THE DATA:
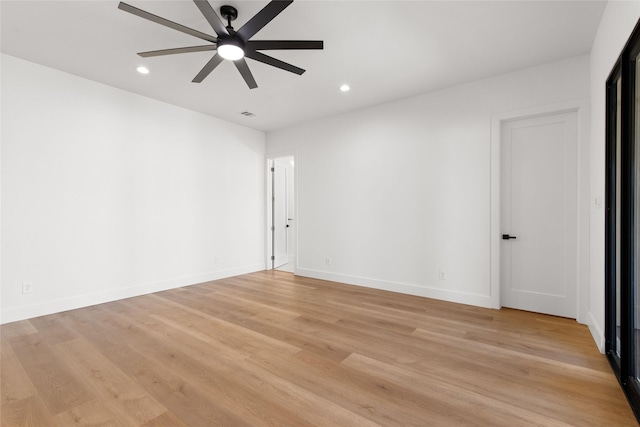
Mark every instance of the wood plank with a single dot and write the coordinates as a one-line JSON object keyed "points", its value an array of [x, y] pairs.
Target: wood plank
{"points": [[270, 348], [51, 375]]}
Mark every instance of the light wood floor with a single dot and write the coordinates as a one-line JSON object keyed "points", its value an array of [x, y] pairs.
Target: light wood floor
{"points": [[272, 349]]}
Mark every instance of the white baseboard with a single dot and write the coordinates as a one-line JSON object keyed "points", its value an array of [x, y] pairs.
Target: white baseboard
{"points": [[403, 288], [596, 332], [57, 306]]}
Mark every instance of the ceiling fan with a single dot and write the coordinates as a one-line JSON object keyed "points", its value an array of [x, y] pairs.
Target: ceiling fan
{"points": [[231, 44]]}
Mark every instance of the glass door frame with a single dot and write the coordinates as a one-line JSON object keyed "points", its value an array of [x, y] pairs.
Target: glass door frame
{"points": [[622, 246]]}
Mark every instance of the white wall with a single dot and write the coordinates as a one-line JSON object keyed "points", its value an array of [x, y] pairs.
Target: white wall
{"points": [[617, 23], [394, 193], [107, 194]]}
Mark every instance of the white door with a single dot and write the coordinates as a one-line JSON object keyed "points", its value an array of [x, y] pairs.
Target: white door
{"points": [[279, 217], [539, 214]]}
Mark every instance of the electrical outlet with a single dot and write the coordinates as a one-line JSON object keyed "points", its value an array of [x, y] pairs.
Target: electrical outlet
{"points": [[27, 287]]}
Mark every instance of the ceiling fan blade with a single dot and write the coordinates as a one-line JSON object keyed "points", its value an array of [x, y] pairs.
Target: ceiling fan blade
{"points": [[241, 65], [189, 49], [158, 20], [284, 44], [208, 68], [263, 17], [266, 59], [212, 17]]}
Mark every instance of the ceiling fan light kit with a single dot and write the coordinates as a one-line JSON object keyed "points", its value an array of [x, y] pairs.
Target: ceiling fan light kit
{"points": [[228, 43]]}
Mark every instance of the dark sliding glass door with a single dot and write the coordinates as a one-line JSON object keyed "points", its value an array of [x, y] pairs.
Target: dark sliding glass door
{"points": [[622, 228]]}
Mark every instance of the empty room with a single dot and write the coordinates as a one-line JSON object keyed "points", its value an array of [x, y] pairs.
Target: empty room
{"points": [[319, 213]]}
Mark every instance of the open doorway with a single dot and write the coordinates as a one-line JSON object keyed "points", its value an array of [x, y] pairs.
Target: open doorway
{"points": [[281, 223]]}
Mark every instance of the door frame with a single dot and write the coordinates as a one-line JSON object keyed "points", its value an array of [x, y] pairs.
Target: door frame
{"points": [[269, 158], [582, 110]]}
==
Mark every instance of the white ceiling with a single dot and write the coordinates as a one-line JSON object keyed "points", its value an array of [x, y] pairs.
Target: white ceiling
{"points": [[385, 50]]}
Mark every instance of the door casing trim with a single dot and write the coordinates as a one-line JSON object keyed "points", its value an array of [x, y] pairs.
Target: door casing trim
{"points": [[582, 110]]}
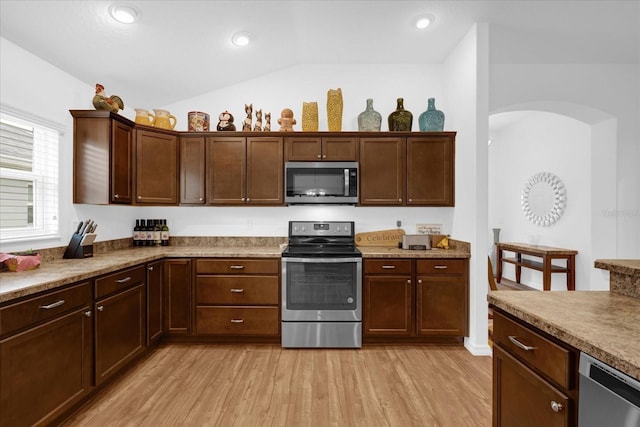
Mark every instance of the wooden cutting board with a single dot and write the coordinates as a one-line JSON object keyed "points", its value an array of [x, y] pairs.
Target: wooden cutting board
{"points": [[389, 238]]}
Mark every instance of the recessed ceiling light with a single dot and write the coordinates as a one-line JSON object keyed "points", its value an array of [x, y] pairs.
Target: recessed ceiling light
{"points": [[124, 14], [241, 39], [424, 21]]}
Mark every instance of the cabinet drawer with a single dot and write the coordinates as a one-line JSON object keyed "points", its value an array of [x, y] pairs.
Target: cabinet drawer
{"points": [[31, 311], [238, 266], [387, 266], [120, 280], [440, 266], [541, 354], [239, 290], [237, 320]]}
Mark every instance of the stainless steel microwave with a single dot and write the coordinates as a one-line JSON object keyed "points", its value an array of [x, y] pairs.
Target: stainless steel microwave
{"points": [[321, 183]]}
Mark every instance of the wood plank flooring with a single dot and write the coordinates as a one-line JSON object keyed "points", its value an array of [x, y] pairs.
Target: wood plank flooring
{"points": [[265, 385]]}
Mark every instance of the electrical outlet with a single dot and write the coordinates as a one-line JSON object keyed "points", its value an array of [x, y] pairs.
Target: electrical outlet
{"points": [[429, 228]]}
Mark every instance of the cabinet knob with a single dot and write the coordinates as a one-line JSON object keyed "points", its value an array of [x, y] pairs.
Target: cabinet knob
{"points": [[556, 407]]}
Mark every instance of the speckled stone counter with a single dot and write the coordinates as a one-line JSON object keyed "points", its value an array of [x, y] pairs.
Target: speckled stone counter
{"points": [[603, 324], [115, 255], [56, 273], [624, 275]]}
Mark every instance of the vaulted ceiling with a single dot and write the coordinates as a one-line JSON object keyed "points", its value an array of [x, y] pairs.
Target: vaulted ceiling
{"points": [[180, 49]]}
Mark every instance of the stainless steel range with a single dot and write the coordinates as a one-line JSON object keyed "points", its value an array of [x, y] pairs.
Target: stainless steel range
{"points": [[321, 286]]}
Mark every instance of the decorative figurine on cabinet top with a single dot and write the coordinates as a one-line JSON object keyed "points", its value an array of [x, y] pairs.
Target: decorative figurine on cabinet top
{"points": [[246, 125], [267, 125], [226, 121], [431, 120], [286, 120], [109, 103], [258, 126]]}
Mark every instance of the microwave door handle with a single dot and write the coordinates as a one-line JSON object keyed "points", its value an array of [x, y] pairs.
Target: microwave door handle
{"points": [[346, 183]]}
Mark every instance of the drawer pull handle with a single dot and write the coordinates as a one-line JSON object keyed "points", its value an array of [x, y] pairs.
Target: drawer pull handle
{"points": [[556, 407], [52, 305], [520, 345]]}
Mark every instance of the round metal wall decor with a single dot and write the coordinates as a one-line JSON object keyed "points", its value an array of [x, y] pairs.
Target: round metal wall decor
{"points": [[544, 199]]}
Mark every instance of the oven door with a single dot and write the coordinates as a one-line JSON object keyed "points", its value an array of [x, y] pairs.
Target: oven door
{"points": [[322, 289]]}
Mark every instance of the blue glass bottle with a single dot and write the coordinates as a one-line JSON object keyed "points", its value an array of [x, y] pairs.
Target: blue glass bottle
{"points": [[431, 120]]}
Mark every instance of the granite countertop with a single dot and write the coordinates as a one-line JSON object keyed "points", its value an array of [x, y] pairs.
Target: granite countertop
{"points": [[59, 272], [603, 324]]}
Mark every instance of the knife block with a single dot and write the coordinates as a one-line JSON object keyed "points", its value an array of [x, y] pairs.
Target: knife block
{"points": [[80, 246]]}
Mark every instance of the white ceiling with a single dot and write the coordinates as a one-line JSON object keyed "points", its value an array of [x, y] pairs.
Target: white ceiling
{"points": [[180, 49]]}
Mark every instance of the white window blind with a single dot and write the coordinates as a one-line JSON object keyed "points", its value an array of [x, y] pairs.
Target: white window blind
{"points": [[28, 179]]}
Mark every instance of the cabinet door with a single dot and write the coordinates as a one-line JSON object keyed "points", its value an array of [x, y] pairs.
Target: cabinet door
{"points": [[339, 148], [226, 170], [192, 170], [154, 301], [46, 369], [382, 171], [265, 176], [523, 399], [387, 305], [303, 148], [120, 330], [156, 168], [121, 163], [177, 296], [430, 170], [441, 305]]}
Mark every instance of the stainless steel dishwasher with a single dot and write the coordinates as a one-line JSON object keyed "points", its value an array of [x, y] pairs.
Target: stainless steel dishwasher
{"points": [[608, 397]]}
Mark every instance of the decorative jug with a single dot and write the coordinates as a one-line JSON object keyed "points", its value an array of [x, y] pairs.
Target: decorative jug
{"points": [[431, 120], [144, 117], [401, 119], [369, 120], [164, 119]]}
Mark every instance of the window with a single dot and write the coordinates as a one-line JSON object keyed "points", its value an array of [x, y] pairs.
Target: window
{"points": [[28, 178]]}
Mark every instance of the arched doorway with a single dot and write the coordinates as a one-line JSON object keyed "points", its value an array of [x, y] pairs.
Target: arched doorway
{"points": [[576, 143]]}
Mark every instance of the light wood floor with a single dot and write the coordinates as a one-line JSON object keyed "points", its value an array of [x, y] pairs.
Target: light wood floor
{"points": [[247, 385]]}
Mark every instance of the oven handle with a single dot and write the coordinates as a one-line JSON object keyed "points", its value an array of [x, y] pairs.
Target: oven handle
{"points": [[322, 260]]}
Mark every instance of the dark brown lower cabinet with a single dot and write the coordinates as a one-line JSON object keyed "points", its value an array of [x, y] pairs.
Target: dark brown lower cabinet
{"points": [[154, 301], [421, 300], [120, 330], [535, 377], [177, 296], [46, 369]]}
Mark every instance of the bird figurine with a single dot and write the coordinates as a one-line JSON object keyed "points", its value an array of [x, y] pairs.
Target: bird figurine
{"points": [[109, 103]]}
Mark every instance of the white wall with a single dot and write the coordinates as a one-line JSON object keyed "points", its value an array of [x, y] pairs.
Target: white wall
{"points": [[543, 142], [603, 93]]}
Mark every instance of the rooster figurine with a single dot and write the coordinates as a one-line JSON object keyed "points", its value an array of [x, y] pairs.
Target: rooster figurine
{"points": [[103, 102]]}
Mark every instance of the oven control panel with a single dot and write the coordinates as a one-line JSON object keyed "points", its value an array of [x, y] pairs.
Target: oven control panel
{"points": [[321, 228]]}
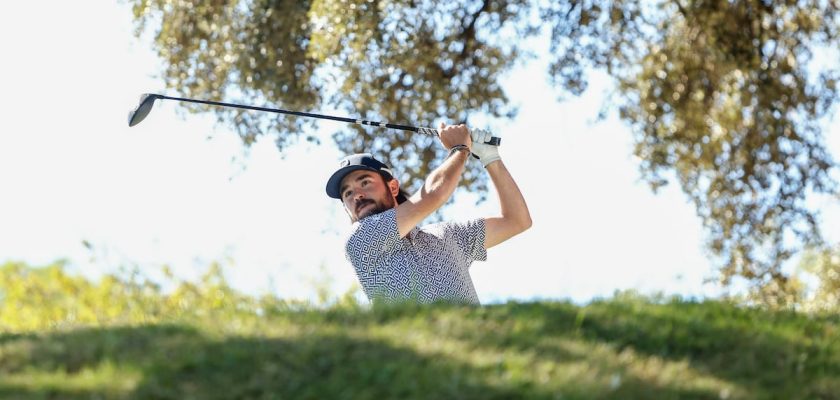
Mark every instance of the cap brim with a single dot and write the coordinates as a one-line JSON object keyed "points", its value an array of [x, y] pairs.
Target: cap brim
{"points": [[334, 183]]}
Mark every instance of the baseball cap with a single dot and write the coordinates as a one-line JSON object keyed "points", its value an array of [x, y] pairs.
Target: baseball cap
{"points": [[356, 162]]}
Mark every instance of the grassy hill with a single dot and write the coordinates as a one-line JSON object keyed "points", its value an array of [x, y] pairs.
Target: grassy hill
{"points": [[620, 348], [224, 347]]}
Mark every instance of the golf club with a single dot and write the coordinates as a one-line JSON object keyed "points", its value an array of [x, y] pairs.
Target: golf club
==
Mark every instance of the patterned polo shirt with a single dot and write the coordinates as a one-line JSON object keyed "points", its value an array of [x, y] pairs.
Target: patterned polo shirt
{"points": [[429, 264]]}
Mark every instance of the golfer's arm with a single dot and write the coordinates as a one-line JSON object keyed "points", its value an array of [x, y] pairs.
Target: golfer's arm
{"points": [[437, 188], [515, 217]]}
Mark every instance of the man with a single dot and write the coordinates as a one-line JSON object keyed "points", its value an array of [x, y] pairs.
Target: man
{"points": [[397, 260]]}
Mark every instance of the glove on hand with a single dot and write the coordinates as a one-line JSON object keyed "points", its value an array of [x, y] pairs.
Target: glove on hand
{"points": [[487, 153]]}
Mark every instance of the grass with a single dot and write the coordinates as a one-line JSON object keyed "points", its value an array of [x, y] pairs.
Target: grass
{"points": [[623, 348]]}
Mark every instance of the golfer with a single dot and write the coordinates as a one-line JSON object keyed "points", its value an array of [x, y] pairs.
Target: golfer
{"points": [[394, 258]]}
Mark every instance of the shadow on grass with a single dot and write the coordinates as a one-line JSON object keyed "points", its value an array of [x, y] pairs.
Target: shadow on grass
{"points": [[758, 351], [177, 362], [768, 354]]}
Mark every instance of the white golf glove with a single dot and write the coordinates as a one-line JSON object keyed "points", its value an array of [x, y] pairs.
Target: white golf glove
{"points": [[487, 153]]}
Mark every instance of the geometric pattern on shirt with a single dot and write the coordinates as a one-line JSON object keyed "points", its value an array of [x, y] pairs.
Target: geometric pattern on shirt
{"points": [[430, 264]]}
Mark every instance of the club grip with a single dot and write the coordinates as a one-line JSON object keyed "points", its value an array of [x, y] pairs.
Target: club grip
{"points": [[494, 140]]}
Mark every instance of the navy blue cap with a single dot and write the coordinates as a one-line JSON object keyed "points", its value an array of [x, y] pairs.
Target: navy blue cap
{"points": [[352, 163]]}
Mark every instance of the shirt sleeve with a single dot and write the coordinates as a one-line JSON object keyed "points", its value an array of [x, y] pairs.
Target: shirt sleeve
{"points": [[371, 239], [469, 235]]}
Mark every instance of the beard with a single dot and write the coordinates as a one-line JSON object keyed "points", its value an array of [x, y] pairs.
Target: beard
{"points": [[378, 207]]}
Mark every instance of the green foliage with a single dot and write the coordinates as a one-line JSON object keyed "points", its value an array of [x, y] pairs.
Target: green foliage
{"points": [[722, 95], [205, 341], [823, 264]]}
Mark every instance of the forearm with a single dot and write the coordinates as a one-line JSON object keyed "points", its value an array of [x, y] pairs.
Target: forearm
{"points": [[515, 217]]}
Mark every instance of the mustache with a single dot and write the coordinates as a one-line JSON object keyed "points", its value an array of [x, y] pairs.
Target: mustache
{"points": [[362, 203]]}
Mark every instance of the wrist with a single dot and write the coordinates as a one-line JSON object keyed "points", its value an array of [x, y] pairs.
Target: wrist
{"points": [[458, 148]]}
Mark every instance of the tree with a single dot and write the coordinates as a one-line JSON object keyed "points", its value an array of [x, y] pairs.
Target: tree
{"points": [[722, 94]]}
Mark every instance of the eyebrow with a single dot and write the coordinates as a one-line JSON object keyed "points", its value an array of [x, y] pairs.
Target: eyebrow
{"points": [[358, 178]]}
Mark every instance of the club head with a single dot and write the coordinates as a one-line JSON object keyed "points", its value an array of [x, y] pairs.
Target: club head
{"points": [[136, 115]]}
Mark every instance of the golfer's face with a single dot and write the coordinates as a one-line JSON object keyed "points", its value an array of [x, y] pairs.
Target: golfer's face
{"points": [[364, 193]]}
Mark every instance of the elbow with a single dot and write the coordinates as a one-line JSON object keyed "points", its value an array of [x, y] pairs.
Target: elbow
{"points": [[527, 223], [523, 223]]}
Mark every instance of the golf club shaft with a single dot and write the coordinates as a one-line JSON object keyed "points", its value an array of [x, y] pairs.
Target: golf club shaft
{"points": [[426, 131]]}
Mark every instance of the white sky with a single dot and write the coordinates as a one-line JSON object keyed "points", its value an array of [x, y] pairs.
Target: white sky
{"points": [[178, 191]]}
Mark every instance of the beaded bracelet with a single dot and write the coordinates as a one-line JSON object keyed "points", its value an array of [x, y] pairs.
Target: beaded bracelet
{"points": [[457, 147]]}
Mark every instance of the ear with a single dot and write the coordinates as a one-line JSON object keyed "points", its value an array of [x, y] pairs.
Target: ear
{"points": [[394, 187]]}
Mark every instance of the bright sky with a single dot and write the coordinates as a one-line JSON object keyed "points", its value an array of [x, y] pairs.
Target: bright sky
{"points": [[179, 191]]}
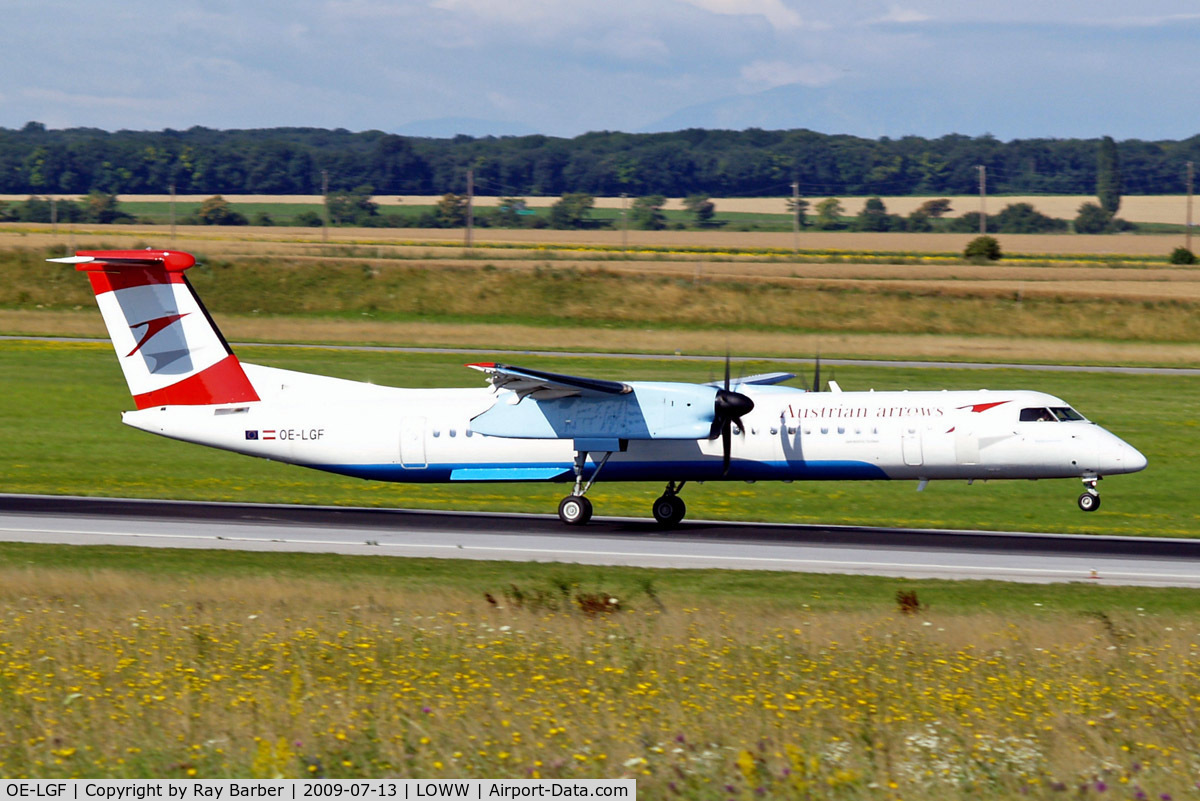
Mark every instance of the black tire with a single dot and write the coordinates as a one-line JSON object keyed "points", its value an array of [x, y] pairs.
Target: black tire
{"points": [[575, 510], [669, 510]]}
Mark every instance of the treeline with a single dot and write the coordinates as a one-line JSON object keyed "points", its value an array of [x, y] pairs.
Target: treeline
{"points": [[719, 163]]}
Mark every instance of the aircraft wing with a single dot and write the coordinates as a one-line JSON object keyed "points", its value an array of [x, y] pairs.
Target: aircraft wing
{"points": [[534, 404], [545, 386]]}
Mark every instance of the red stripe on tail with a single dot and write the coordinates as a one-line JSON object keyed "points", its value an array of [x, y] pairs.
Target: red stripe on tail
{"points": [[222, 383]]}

DIRECTIONS FOR THIS TASK: From the line holding "Target: arched doorway" to the line holding "Mark every instance of the bird", inclusive, restate each line above exactly as written.

SOLUTION TO THIS EXERCISE:
Target: arched doorway
{"points": [[576, 143]]}
Mark every instance of the light wood floor with a single dot and write the coordinates as a one-line JSON object keyed "points", its value an array of [x, y] pairs.
Target: light wood floor
{"points": [[247, 385]]}
Mark every instance of the oven handle with a single dot and write the coordinates as a one-line JSON object keyed "points", its value an array of [x, y] pairs.
Target: oven handle
{"points": [[322, 260]]}
Mark every instance of the dark brown lower cabinet with a single dot and write the coordinates as a one-line JSON object keyed "points", its value an array of [x, y] pairs.
Target: dark brown lower cabinet
{"points": [[154, 301], [421, 300], [120, 330], [535, 377], [177, 296], [46, 369]]}
Mark every instance of the bird figurine with a single dot and write the coordinates as a one-line JSON object keyed "points", its value an array of [x, y] pairs.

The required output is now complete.